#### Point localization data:

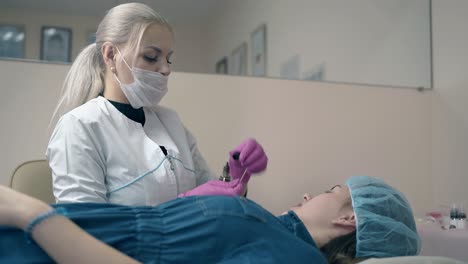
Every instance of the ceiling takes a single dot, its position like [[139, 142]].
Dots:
[[176, 11]]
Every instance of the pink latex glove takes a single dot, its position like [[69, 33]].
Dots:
[[216, 187], [251, 159]]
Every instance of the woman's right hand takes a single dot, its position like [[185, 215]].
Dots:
[[17, 209]]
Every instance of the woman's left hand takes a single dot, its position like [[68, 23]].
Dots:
[[17, 209]]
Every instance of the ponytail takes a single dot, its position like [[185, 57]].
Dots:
[[123, 24], [84, 81]]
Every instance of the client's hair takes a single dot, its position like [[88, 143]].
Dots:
[[342, 250]]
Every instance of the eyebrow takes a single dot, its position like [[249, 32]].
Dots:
[[158, 49]]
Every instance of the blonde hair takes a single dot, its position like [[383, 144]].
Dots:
[[123, 24]]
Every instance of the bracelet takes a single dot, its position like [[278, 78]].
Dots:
[[39, 219]]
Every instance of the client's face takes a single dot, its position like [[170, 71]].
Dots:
[[326, 208]]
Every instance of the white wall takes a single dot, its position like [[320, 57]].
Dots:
[[365, 41], [189, 39], [450, 105], [33, 22], [316, 134]]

#### Problem requirements:
Among the records above, find each line containing the string "woman" and copy it.

#### Result for this exercise:
Every instance of the woman's right hand takes a single dot, its position like [[185, 215]].
Every instance of the woman's left hand takes a single dot, its position like [[68, 23]].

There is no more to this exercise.